**Goal:**
Could you render everything in the data from the line containing "Localize wooden deck" down to the line containing "[0, 591, 58, 607]" as a numbered list, with any blank lines left out?

**Data provided:**
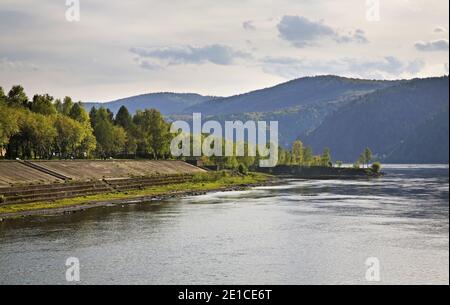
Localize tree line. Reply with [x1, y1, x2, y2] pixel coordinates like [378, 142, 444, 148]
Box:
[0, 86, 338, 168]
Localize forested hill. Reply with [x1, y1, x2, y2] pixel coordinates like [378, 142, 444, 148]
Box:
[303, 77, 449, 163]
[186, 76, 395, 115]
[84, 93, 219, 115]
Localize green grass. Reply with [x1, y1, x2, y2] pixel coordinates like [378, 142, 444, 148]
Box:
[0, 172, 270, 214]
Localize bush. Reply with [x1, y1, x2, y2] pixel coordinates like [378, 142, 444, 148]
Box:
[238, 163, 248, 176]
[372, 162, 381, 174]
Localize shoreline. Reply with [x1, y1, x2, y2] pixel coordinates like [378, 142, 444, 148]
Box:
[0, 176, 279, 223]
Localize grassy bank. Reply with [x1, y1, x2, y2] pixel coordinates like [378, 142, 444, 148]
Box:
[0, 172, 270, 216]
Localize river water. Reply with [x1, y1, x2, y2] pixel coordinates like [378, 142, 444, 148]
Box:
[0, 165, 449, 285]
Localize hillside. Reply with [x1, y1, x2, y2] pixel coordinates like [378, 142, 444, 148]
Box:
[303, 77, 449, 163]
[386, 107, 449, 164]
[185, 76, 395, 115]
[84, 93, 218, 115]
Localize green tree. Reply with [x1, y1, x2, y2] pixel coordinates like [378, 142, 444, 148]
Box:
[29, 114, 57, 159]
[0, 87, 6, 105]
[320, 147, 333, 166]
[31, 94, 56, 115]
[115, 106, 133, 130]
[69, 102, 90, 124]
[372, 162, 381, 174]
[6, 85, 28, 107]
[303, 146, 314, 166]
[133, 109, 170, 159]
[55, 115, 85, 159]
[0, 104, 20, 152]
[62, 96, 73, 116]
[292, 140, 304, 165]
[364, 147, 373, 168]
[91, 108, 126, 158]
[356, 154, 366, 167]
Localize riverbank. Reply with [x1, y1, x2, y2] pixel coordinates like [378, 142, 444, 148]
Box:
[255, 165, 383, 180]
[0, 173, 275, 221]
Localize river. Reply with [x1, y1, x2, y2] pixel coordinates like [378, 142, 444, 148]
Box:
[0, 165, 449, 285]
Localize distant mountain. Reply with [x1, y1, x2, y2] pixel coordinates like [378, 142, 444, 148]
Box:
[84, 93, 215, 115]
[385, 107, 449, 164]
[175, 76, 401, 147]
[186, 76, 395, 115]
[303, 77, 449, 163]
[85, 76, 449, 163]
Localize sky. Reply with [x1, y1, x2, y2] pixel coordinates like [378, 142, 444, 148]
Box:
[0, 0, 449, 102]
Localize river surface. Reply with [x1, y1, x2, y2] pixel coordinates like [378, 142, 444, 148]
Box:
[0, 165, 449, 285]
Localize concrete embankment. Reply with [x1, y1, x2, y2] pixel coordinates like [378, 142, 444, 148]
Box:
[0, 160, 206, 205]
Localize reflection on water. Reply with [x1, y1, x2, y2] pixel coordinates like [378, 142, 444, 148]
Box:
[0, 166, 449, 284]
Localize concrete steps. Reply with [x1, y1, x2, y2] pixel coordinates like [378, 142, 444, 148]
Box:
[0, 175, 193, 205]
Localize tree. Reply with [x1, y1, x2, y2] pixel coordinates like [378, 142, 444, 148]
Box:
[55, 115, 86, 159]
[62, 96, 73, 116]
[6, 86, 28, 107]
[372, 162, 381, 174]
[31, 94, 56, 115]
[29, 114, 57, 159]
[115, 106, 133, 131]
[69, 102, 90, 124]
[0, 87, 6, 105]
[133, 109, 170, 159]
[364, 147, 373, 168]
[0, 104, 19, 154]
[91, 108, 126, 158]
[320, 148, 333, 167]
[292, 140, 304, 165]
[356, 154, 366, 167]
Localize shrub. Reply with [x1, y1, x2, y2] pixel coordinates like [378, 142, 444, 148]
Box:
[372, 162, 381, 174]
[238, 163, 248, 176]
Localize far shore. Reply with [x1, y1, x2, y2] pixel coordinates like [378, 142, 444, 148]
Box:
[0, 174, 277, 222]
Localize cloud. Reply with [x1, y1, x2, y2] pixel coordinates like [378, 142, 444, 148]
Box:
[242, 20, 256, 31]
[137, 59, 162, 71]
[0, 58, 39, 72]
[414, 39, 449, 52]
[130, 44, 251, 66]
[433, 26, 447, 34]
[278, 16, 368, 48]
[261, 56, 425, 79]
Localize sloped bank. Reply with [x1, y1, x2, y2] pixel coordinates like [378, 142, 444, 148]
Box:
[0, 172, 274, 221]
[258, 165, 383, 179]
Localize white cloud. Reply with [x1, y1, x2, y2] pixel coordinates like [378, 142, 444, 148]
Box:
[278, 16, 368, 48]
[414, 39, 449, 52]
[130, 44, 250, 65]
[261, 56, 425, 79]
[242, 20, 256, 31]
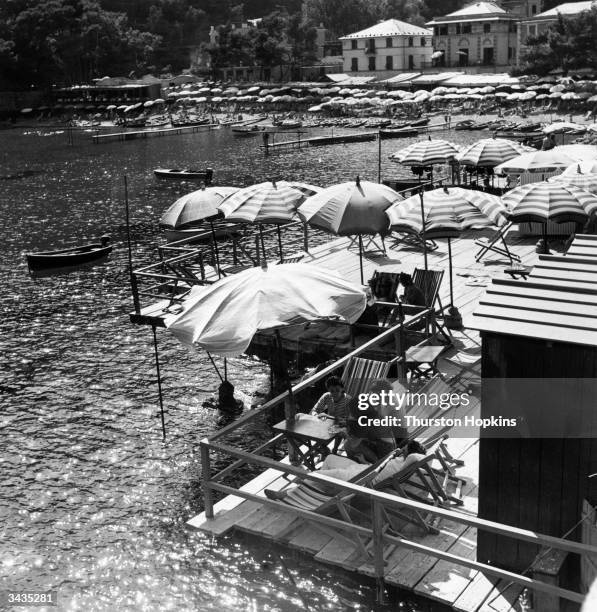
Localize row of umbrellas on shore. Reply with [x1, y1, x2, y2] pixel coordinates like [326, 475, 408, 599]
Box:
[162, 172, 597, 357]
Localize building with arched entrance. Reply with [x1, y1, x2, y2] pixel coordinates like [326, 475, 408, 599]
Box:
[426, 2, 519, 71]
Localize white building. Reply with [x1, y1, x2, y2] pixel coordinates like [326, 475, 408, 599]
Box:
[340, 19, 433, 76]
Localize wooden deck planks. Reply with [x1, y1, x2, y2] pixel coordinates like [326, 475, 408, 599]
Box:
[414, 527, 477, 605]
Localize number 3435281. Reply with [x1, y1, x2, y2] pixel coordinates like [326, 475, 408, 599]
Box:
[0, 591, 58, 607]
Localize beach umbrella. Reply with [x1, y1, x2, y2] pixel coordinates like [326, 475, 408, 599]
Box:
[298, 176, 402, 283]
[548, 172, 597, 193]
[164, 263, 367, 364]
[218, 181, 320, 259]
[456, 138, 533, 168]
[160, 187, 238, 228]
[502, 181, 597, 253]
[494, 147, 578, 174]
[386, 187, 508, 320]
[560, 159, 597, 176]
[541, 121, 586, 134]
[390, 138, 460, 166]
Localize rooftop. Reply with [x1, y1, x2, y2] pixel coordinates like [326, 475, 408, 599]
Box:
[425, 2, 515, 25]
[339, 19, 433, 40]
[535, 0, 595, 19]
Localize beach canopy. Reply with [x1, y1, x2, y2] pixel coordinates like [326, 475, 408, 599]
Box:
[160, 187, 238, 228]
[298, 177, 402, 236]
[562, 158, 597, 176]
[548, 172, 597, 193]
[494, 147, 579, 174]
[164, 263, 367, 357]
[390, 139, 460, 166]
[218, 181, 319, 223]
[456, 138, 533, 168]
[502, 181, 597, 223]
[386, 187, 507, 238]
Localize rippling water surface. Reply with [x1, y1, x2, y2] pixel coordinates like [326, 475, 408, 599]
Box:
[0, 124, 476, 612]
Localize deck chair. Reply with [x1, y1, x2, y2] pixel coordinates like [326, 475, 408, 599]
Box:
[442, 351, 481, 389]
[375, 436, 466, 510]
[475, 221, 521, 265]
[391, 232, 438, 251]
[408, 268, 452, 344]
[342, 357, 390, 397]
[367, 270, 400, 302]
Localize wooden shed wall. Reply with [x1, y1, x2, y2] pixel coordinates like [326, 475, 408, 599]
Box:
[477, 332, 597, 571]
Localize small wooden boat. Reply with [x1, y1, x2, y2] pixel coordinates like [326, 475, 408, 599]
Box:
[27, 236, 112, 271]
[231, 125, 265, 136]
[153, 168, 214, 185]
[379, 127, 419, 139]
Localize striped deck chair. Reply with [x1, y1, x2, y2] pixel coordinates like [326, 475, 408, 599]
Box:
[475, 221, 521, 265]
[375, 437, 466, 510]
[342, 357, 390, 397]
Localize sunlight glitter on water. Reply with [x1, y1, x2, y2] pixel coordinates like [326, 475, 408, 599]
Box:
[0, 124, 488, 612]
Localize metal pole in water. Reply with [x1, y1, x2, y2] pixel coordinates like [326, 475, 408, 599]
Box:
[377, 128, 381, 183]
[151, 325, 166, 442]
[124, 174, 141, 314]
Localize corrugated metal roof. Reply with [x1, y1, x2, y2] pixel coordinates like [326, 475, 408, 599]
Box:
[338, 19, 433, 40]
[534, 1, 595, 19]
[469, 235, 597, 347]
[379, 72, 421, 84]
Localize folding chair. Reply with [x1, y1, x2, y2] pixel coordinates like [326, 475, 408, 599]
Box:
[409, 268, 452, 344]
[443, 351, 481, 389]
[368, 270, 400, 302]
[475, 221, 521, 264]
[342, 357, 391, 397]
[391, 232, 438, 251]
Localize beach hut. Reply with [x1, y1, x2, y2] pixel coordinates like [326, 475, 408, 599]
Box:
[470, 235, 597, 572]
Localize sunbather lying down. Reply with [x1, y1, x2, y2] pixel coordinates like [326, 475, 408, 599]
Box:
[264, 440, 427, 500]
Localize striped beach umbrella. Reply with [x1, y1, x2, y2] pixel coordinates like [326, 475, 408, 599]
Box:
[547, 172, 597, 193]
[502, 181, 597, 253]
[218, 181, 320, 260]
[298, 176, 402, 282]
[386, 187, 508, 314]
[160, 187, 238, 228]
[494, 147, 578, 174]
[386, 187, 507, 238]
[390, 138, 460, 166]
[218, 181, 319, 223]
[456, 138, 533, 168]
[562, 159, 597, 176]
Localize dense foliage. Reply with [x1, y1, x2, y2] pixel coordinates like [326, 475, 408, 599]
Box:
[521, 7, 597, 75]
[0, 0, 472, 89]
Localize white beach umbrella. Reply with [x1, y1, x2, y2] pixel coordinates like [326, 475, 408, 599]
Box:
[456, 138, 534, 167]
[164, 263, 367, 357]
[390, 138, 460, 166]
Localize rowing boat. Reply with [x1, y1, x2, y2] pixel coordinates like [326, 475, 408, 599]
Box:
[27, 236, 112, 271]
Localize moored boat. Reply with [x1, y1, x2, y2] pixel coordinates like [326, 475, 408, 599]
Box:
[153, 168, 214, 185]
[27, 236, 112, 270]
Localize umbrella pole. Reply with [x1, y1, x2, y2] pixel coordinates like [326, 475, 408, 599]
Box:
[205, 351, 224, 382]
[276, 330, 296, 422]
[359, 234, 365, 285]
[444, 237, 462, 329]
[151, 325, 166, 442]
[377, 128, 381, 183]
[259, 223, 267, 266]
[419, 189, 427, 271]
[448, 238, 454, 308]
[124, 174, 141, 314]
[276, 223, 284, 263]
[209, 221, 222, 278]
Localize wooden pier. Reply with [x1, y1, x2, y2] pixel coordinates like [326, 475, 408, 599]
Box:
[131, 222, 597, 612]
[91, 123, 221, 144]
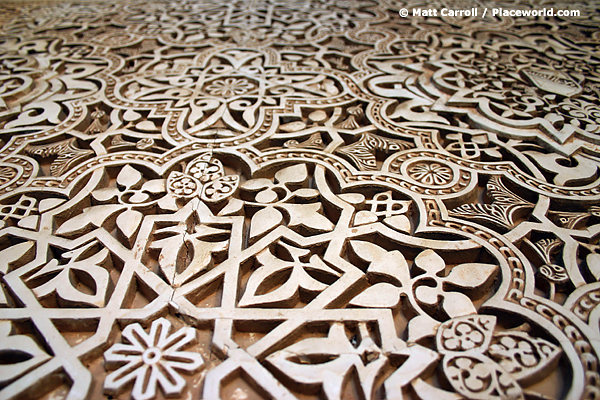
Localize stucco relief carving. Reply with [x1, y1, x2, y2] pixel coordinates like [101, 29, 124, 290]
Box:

**Reply to the exercise:**
1. Localize wooden deck planks. Reply with [x1, y1, x2, y2] pixel coordinates like [326, 475, 408, 599]
2. Box:
3. [414, 527, 477, 605]
4. Localize number 3435281. Reply with [x1, y1, x2, y2] pixel coordinates like [326, 475, 408, 599]
5. Box:
6. [0, 591, 58, 607]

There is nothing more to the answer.